### Aim of the task
Reproduce every line of the records below verbatim, from the first line to the last.

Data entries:
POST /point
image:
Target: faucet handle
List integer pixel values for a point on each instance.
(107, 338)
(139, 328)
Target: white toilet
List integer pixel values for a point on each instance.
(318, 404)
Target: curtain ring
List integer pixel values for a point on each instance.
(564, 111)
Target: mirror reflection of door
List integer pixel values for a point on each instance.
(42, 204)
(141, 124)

### Task output
POST /point
image:
Target: faucet handle
List integer pixel values for a point on each instance.
(107, 338)
(139, 328)
Target: white toilet
List integer pixel values for a point on each instance.
(318, 404)
Target: curtain ring
List integer pixel values for a point on each instance.
(564, 111)
Target: mirror reflection of door
List integer pixel values for a point on each instance.
(42, 204)
(141, 124)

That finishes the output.